▸ What is required
Transcribe the entries below without alteration.

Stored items
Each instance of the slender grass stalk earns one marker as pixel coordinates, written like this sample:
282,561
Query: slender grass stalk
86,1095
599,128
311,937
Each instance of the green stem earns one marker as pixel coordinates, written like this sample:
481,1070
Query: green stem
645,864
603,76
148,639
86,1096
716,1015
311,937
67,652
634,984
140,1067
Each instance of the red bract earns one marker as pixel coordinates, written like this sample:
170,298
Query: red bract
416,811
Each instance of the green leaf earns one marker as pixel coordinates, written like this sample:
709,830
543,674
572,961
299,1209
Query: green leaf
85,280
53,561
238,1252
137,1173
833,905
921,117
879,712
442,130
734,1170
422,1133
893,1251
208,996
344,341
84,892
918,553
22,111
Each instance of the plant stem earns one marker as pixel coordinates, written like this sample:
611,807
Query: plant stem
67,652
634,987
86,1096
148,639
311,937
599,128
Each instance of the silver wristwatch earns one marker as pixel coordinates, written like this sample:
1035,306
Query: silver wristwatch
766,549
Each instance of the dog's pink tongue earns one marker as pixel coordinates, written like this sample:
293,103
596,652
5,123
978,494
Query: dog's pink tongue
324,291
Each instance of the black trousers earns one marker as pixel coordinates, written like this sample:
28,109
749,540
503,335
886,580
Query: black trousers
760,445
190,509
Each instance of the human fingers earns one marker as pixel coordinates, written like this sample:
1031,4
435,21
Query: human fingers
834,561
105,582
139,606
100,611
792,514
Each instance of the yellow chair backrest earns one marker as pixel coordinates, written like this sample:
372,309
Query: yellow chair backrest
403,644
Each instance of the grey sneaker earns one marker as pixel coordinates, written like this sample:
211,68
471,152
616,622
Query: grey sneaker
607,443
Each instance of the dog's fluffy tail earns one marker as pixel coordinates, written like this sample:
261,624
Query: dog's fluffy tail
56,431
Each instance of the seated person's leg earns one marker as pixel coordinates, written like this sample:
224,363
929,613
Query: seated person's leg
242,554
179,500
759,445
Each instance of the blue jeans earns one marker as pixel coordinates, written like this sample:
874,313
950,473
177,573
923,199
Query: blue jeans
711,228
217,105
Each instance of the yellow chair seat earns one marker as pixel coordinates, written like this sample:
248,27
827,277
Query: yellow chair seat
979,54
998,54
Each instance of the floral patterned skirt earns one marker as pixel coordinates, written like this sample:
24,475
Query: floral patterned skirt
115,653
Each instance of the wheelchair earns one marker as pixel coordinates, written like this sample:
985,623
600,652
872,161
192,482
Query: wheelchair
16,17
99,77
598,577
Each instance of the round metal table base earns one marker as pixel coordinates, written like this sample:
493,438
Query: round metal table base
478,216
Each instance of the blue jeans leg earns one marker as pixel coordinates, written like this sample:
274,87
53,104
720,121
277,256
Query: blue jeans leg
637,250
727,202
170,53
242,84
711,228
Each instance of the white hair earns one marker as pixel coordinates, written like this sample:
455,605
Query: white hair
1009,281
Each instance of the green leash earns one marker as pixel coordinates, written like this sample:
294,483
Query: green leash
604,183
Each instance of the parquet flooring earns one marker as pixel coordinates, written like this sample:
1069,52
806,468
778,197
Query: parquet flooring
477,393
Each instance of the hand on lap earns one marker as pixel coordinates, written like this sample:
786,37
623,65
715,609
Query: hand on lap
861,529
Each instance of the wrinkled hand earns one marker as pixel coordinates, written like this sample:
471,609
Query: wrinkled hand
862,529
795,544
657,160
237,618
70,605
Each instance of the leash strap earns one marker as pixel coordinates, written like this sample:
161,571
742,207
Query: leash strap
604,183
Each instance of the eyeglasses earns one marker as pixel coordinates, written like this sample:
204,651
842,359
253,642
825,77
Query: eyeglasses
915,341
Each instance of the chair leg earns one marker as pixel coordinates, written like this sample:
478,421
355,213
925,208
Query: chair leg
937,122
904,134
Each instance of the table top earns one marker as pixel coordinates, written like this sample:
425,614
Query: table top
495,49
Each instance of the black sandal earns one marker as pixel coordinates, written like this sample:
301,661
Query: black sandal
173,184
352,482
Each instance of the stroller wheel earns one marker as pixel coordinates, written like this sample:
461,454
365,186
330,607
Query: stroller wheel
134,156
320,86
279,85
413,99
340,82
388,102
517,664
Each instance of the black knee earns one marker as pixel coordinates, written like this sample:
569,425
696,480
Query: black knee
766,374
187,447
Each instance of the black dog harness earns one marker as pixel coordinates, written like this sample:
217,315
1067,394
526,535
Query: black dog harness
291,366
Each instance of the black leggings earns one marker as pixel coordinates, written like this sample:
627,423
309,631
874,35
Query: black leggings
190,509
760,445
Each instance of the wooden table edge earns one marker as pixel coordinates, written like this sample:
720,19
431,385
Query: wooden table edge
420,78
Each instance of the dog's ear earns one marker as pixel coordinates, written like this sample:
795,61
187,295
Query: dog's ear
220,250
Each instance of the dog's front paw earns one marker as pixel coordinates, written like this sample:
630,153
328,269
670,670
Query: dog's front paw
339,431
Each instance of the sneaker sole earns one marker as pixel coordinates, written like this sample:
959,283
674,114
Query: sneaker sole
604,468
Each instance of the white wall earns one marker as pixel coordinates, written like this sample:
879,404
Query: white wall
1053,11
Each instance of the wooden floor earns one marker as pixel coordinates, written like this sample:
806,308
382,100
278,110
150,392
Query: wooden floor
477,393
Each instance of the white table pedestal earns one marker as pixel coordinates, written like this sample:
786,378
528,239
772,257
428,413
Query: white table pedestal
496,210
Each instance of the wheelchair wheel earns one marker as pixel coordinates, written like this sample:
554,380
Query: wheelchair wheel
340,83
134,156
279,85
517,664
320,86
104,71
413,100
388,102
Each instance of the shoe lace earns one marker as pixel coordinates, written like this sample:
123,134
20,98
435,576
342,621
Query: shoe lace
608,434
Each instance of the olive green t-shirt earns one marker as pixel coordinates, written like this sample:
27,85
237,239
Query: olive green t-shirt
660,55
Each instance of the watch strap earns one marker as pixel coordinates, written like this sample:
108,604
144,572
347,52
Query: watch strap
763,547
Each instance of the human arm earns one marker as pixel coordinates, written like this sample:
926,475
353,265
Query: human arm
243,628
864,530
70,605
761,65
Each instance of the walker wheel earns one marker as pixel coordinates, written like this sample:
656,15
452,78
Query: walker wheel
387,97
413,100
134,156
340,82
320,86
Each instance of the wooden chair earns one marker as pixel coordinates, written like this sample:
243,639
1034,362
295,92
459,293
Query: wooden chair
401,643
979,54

▸ Answer to this problem
Each instance of the slender grass stalk earns one marker as pixel coordinates, written like this sample:
282,561
Query: slender grass stalk
86,1095
599,128
311,937
Each instance of the green stem earns one marker as pixel coordinates, written like this sample:
481,1070
Query: green stem
645,864
603,76
148,639
86,1096
716,1015
311,937
67,652
634,984
140,1067
Each instance of the red bract earns one marker as pixel coordinates, written like this sample:
170,298
Query: red bract
416,811
Each instance of the green leaf earns one marker as pixel coordinates, written like this sample:
709,830
543,674
572,961
299,1209
Query: green leaf
85,280
53,561
238,1252
137,1173
833,905
921,117
879,712
442,130
734,1170
422,1133
893,1251
208,996
344,341
84,892
918,553
22,111
Each instance of the plant stem earns one marker as pixel coordinates, written like this sample:
611,807
Query: plant stem
67,652
634,987
86,1096
148,639
311,937
599,128
Each instance of the silver wristwatch earns one marker as pixel coordinates, written like this sample:
1035,306
Query: silver wristwatch
766,549
Each instance of the dog's pink tongue earns one marker as pixel coordinates, written like this sample:
293,103
596,652
5,123
978,494
Query: dog's pink tongue
324,291
Each instance of the black trousers earns one marker as pixel coordinates, written like this sample:
28,109
749,540
503,335
886,580
Query: black trousers
760,445
190,509
Each instance of the human fingers earns one marker as pixel coordinates, written like this sample:
1031,4
435,21
Query: human fingers
834,561
105,582
139,606
100,611
792,514
Each instance of the yellow chair backrest earns one marker as pixel coordinates, written like this sample:
372,309
Query: yellow chair backrest
403,644
Each instance of the grey sneaker earns one marker as pixel coordinates, written like this sample:
211,68
471,152
616,622
Query: grey sneaker
607,443
Each instance of the dog's fluffy tail earns one marker as pixel coordinates, written like this sample:
261,624
Query: dog's fluffy tail
56,431
Each instance of the seated person's leg earns one marker as pixel coordinates, written like this sample:
224,363
929,613
Query: seated person's leg
242,554
179,500
759,445
Each instance of the blue jeans earns one marker as pixel coordinates, written like this sample:
874,313
950,473
177,573
923,199
Query: blue jeans
711,228
217,105
Each instance of the yellow chair seat earns one marker as pixel coordinates, written like this sample:
248,27
827,277
Query: yellow chair seat
979,54
998,54
Each instance of the floral patterned skirt earns one marker as pixel coordinates, written like this sample:
24,475
Query: floral patterned skirt
115,653
Each instance of the wheelchair earns one marker as pixel coordinates, written like this sample:
985,623
600,652
872,161
192,482
Query: wheelchair
16,17
99,77
598,577
Each instance of the round metal table base earns one marker as pixel coordinates, written like this sample:
493,438
Query: round metal table base
478,216
Each instance of the blue jeans leg earns one marker as pixel coordinates, written like this sample:
274,87
53,104
720,121
277,256
Query: blue jeans leg
637,250
727,202
170,53
242,84
711,228
Each instance of the white hair earns one marker as pixel coordinates, written like this sample:
455,605
Query: white hair
1009,281
Each instance of the green leash earns one marker as pixel coordinates, written like this sample:
294,483
Query: green leash
604,183
Each instance of the parquet flooring earns one marker as pixel coordinates, written like this sample:
1069,52
806,468
778,197
Query: parquet flooring
477,393
Each instance of the hand on lap earns one marker as pixel coordinates, written like this sample:
786,37
623,65
715,609
Query: hand on lap
861,529
Each instance of the wrinkled hand earns one marker as pixel coordinates, written like this sample:
471,609
Query: wrinkled hand
862,529
795,544
657,160
237,618
70,605
Each instance of the leash strap earns one marker as pixel coordinates, written like this sample:
161,571
742,207
Query: leash strap
604,183
Each instance of the eyeglasses earns one marker as pixel coordinates, written like this sample:
204,651
842,359
253,642
825,77
Query: eyeglasses
915,341
Each instance of the chair leg earns one marker as pixel coordinates, written like this sample:
478,421
355,213
925,208
Query: chair leg
937,122
904,134
Each instance of the table top earns one marker as pixel coordinates, written like this sample:
425,614
Query: table top
495,49
Each instance of the black sandal earns one marker as pixel coordinates, written like this sample:
301,661
Query: black sandal
173,184
352,482
Each instance of the stroller wheel earns one marker as pixel coordinates, written like this sample:
461,454
365,186
330,607
Query: stroller wheel
134,156
320,86
279,85
413,99
340,82
388,102
517,664
Each instance of the black knee earns one marker as pixel coordinates, written like this sample:
569,425
696,480
Query: black knee
766,374
187,447
Each instance of the black dog harness earns one marker as pixel coordinates, written like this sample:
217,315
1067,394
526,535
Query: black dog harness
291,366
Each instance of the black leggings earns one marker as pixel coordinates, written like this sample:
627,423
309,631
874,35
Query: black leggings
190,509
760,445
Each instance of the wooden table edge earns one marker as pixel coordinates, written like this sample:
720,19
431,385
Query: wooden table edge
420,78
Each instance of the dog's ear earns one marker as pixel coordinates, written like this sample:
795,61
187,295
Query: dog's ear
220,250
Each instance of the dog's front paw earns one marker as pixel coordinates, written like this sample:
630,153
328,269
670,670
Query: dog's front paw
339,431
Each instance of the sneaker sole earns one marker as pixel coordinates, written like this sample:
959,283
674,114
Query: sneaker sole
604,468
Each instance of the white wall earns one marker as pixel coordinates, written like this sample:
879,404
Query: white wall
1053,11
Each instance of the wooden floor earns one marker as pixel coordinates, written like this sample:
806,308
382,100
278,110
150,392
Query: wooden floor
477,393
Each instance of the white table pedestal earns one marker as pixel coordinates, written like this sample:
786,378
528,239
772,257
428,413
Query: white table pedestal
496,210
Each instance of the wheelchair wheel earns one marker as pixel coordinates, written like this sample:
554,380
Query: wheelchair wheel
340,83
134,156
279,85
517,664
320,86
104,71
413,100
388,102
Each instance of the shoe lace earns one marker as pixel coordinates, written like this sample:
123,134
20,98
435,576
342,621
Query: shoe lace
608,434
Each instance of the olive green t-shirt earns one marker as pixel coordinates, written like this sample:
27,85
237,239
Query: olive green t-shirt
660,55
Each instance of the watch strap earns one marker as pixel coordinates, written like this sample:
108,604
144,572
347,52
Query: watch strap
763,547
Each instance of the human arm earns one marker as pixel coordinates, written like this sample:
926,475
353,265
Query: human arm
243,628
864,530
70,605
761,65
Each instance of the walker wheel earns one marker as pixel coordinates, written like this sample:
656,15
452,78
Query: walker wheel
387,97
413,100
134,156
340,82
320,86
Each instance of the wooden chair earns one marker as pixel coordinates, written like this sample:
243,639
1034,362
295,92
459,293
Query: wooden chair
401,643
979,54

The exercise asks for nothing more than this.